[What you have to do]
Write down each entry again, exactly as it reads.

════════════════════

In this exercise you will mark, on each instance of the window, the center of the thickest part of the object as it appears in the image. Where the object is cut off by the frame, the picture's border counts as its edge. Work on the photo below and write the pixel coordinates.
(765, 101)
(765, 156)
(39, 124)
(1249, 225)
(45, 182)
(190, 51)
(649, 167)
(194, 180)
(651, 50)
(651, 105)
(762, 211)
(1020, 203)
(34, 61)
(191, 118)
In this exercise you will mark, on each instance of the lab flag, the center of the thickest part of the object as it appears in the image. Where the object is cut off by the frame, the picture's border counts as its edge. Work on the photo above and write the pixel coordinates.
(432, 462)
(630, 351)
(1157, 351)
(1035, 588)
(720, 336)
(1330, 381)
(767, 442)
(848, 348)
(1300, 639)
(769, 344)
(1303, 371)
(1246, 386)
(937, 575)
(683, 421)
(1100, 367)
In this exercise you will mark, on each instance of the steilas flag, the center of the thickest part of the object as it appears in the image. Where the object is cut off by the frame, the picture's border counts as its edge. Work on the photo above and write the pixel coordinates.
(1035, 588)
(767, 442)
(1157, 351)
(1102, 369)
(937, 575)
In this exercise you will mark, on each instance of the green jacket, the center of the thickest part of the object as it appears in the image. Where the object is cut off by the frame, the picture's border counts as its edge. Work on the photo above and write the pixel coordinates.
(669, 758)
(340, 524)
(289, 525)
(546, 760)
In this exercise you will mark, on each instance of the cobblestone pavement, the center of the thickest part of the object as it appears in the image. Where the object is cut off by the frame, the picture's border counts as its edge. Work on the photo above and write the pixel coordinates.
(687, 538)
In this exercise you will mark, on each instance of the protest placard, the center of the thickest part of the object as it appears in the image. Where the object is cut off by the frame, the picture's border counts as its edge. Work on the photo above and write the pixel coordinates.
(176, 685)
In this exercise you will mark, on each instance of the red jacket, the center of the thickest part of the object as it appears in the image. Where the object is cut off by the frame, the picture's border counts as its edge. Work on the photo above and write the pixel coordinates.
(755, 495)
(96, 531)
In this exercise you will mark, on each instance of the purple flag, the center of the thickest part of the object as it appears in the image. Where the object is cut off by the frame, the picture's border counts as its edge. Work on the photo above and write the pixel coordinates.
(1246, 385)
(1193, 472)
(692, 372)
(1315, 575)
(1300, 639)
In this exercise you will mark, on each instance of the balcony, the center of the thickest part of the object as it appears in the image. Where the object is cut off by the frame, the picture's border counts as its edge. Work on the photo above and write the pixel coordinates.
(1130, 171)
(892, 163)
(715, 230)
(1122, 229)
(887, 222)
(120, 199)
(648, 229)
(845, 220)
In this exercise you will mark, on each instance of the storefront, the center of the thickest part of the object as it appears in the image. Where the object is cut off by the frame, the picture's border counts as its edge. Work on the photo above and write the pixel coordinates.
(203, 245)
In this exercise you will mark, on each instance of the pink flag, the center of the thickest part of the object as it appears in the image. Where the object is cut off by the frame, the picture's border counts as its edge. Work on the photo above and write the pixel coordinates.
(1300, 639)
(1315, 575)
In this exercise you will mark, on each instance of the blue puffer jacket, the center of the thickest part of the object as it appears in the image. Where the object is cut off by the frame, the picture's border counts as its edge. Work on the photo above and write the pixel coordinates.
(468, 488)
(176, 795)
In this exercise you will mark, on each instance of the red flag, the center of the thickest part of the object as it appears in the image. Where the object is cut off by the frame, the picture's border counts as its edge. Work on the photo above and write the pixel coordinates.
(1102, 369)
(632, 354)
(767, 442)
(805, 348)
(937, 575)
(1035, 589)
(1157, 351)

════════════════════

[Response]
In this exercise you will mark, on each instance of the window, the center of the thickest part of the object as it appears in the image. Where the object is cut off by the frame, the picture's border counts as its edge. Work on the photo below and write the pixel coordinates.
(765, 101)
(765, 156)
(39, 124)
(1249, 225)
(45, 182)
(190, 51)
(649, 167)
(194, 180)
(651, 50)
(651, 105)
(762, 211)
(1020, 203)
(34, 61)
(191, 118)
In this exercise you will mark, on each instance of the lab flag, the center of the thickest part of the object as it appears in the image. Where the object is cut off by the frame, the picture's border counts as its edge. Work on the photo above and write the pixel coordinates.
(432, 462)
(630, 351)
(1157, 351)
(1035, 588)
(720, 336)
(1330, 381)
(767, 442)
(848, 348)
(1300, 639)
(769, 344)
(1303, 371)
(1246, 386)
(937, 575)
(683, 421)
(1100, 367)
In this exercise you will mark, on each instance of the steilas flag, the center of the thickest part of the object as it appears in the image. Where the object is cut off by the frame, the picture's border counts as its edge. Work on the photo above and write the pixel coordinates.
(1035, 588)
(767, 442)
(1157, 351)
(1102, 369)
(937, 575)
In this exercise you will mark, on each instance of the green jacket, the center of the thickest part of the object as it appears in the image. Where the object is cut off by the frame, the picture's border counts as its edge. Work on the photo above and write the pixel coordinates.
(669, 758)
(340, 524)
(289, 525)
(546, 760)
In this exercise you will mark, on each instance of the cobblestone pavement, the center of the thickest part of the object as it appears in the image. Where the object is cut off by the frame, the picture's border counts as its edge. Work on the photo above and write the pixel coordinates.
(687, 538)
In this exercise you will mark, on each instance of the protest placard, the center of the thickest part of the object as it appears in the image. Where the object is cut off by the frame, the picture's border counts as its edge. Work on the photo above and write the pixel coordinates.
(176, 685)
In this exercise you will mark, on each instance of the red jacket, the center of the thickest part of the object as it appears in the image. Where the object is cut off by the frame, the picture's border counts as its edge. Work on the photo above and write the pixel coordinates.
(755, 495)
(96, 531)
In this exercise you will mark, on each instance of the purple flag, the center of the thickest part of the object as it appears in the image. Where the object is cut off by the frame, the picture's border counts as its edge. Work on the photo above and write the pixel coordinates.
(1246, 385)
(1193, 472)
(692, 372)
(1315, 575)
(1300, 639)
In this exercise you will mark, on each instance of the balcony, the center of the thickest part of the object as it appears in the image. Where the object is cut off by the frame, the picture's border counts as its edge. Work on the photo above and write the pixel coordinates.
(1130, 171)
(892, 163)
(715, 230)
(1122, 229)
(887, 222)
(120, 199)
(648, 229)
(845, 220)
In this exercise you will mark, on each instance of the storefront, the center of the thickest part of the object as it appears in the image. Where the object is cut off by the frame, the picture's border counts as its edge. Work on the photo above and write the pixel coordinates.
(203, 245)
In this exercise you will mark, on each instance of the pink flag, the center of the thickest part of the object as it appears in the image. Where the object is cut off by the frame, the picture's border counts as its edge. Work on the photo above and write the pixel coordinates.
(1300, 639)
(1315, 575)
In this exercise you will mark, on each instance of the blue puffer jacket, the center of the thickest part of the object as it appears in the image. Where the object is cut off by the frame, the picture's border counts as its edge. Work on the photo above and write the pixel coordinates.
(468, 488)
(176, 795)
In this exercise you will mark, on each instance of the red flag, the center of the thickest part of the object as it appears in the image. Where the object is cut off by the frame, the picture's border counts as its edge. Work on the photo above and write the pixel coordinates.
(1102, 369)
(632, 354)
(767, 442)
(805, 348)
(937, 575)
(1035, 589)
(1157, 351)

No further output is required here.